> WORK TO BE COMPLETED
Rewrite the listing below, putting "Mark every instance" wherever "Tag each instance" appears and leaving all other text unchanged.

····················

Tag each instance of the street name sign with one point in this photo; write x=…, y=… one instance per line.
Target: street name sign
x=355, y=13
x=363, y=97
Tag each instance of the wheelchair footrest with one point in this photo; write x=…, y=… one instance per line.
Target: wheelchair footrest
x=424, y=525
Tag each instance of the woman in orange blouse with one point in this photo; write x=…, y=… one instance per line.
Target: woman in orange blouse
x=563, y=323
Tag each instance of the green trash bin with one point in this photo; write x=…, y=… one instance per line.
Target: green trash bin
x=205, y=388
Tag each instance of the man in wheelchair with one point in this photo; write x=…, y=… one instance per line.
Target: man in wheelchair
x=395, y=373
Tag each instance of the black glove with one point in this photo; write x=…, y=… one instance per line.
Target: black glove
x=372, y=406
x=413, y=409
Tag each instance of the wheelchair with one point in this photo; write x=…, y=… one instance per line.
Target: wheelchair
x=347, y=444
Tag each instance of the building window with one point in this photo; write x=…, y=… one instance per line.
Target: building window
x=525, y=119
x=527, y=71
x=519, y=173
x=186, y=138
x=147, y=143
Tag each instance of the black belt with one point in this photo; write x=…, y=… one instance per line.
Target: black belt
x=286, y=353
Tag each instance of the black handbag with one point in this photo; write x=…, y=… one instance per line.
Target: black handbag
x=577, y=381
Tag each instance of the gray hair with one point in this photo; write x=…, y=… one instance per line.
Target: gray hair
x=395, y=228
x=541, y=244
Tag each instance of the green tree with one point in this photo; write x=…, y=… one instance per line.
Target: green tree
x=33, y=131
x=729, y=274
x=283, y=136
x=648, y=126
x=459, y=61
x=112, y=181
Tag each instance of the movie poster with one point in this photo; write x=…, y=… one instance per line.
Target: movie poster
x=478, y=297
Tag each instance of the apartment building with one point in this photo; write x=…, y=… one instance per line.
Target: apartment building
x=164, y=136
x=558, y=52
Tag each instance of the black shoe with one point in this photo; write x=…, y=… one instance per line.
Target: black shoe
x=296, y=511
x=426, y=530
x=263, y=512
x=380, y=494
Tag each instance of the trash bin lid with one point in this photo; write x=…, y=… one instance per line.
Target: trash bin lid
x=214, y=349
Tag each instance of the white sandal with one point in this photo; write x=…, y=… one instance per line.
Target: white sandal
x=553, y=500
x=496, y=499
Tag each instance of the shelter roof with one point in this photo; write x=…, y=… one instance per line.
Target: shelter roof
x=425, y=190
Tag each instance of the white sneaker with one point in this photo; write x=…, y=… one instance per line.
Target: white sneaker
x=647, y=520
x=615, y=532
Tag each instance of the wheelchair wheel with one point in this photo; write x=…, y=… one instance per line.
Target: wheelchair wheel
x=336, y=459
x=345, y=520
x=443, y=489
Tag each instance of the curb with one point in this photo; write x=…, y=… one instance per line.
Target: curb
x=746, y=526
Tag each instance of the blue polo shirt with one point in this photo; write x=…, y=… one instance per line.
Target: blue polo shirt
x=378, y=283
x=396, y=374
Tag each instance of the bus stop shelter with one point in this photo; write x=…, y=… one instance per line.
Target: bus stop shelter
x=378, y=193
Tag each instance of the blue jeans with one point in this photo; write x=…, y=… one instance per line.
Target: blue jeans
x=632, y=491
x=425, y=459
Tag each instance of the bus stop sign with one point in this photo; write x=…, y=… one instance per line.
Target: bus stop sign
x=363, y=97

····················

> ANSWER BELOW
Mark every instance of the street name sign with one point in this photo; write x=…, y=… one instance per line.
Target: street name sign
x=355, y=13
x=363, y=97
Mark every instance of the wheelchair footrest with one point in this photo; write x=…, y=… one instance per line.
Target: wheelchair footrest
x=424, y=525
Mark every instance of the woman in orange blouse with one point in this photo; write x=…, y=… one instance per line.
Target: woman in orange blouse
x=563, y=323
Mark every instance of the green trash bin with one point in this photo; write x=…, y=… one instance per line.
Target: green trash bin
x=205, y=388
Mark every instance of the man in wheelchair with one point in this photo; write x=…, y=… one instance per line.
Target: man in wheelchair
x=395, y=373
Mark every instance of the black glove with one point in this photo; write x=…, y=… one instance per line.
Target: black glove
x=372, y=406
x=413, y=409
Mark every instance of the wheelchair with one point in this photo; write x=…, y=… one instance per line.
Target: wheelchair
x=347, y=444
Mark every instance of the building window with one point in this photo; write x=…, y=… one instance per line.
Target: building window
x=525, y=119
x=527, y=71
x=519, y=173
x=186, y=138
x=147, y=143
Mark every instance of the black belt with one point in this photo; write x=…, y=… one instance per line.
Target: black belt
x=286, y=353
Mark every instance of the black handbag with one point in this photo; write x=…, y=… one instance per line.
Target: black handbag
x=577, y=381
Mark every instance of the gray hair with one point in this photo; write x=…, y=… one instance per line.
Target: gray hair
x=395, y=228
x=541, y=244
Mark every instance of the green tree with one point in this photo; write x=…, y=… one instance per line.
Target: green tree
x=33, y=131
x=729, y=274
x=283, y=136
x=648, y=126
x=459, y=61
x=112, y=181
Mark every instance of the movie poster with one point in this photo; write x=…, y=… one instance per line.
Target: movie poster
x=478, y=297
Mark every instance of the apartment building with one point in this photo; write x=…, y=… one instance per line.
Target: apartment building
x=164, y=136
x=558, y=52
Mark every instance of the black shoe with one point in this photo; write x=…, y=… one instance per line.
Target: black shoe
x=296, y=511
x=426, y=530
x=263, y=512
x=380, y=494
Mark every instance of the trash bin lid with one point in this photo; write x=…, y=… one instance per line.
Target: trash bin lid
x=214, y=349
Mark every instance of the white sandal with one point in this photo; write x=…, y=… one instance per line.
Target: white sandal
x=553, y=500
x=496, y=499
Mark every instance of the shelter roof with one point in this photo; write x=…, y=… one instance per line.
Target: shelter roof
x=425, y=190
Mark every instance of the white sneaker with one point in this photo; write x=…, y=… one instance per line.
Target: white sneaker
x=647, y=520
x=615, y=532
Mark every instance of the wheelchair wheel with one point in this photo; write x=…, y=… one instance per line.
Target: wheelchair wheel
x=336, y=459
x=345, y=520
x=443, y=489
Mark every instance of the curb with one point in this photo; write x=…, y=… one instance per line.
Target: curb
x=746, y=526
Mark every instance of the blue polo shirt with one point in this photo; write x=…, y=… one instance per line.
Target: blue polo shirt
x=378, y=283
x=396, y=374
Mark every instance of the bus stop shelter with one point in this photo; write x=…, y=… one instance per line.
Target: bus stop shelter
x=378, y=193
Mark every instance of the blue jeans with one point in this photo; write x=…, y=… one instance per line.
Target: blue jeans
x=632, y=491
x=425, y=459
Mark every instance of the bus stop sign with one point in this photo; write x=…, y=… one instance per line.
Target: bus stop sign
x=363, y=97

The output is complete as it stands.